WHAT YOU NEED TO DO: Only one stretch of the listing below is wanted. Give it again exactly, from the line with "As an example, the" through the line with "MULTIPOLYGON (((659 233, 555".

MATERIALS PROVIDED:
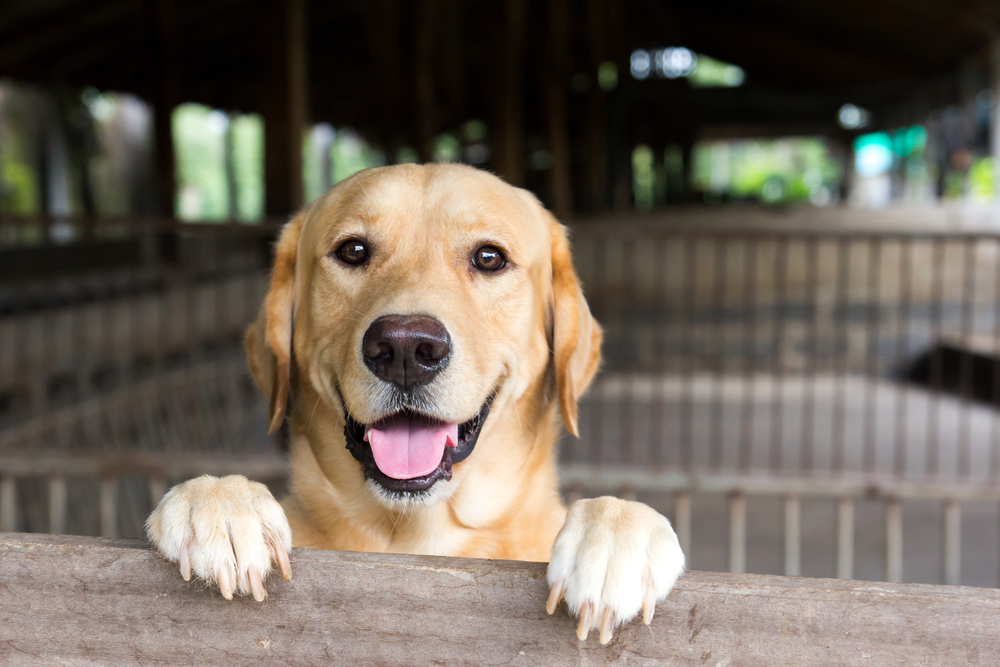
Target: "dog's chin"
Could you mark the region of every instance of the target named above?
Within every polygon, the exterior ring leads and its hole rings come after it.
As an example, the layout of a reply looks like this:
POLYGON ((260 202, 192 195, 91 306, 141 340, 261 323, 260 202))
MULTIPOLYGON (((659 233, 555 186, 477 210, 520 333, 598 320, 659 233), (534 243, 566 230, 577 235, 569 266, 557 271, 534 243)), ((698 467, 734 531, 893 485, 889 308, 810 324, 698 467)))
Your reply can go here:
MULTIPOLYGON (((453 435, 457 435, 457 442, 444 447, 441 459, 437 466, 430 472, 416 477, 394 477, 383 472, 376 461, 375 453, 368 442, 369 433, 380 428, 377 424, 365 425, 356 421, 350 414, 347 414, 344 425, 344 438, 347 443, 347 450, 359 463, 361 463, 365 486, 382 504, 389 507, 405 507, 413 505, 429 505, 447 500, 455 492, 455 484, 452 479, 452 466, 464 461, 476 446, 479 434, 490 412, 492 399, 487 399, 479 411, 466 422, 452 424, 453 435), (456 429, 457 426, 457 429, 456 429)), ((441 424, 433 417, 420 413, 401 411, 393 415, 388 415, 379 421, 385 423, 394 419, 409 419, 422 423, 441 424)), ((409 423, 409 422, 407 422, 409 423)), ((412 431, 411 431, 412 433, 412 431)), ((412 441, 411 441, 412 442, 412 441)), ((435 459, 436 460, 436 455, 435 459)), ((433 465, 433 463, 430 463, 433 465)), ((426 468, 424 468, 426 470, 426 468)))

TASK RESPONSE:
As an example, the layout of a reply looks like this:
POLYGON ((260 202, 192 195, 91 306, 141 340, 261 323, 260 202))
MULTIPOLYGON (((659 233, 555 186, 477 210, 520 333, 598 320, 659 233), (534 243, 566 230, 577 235, 569 266, 557 271, 534 243)), ((698 467, 734 531, 893 485, 889 308, 810 324, 698 467)))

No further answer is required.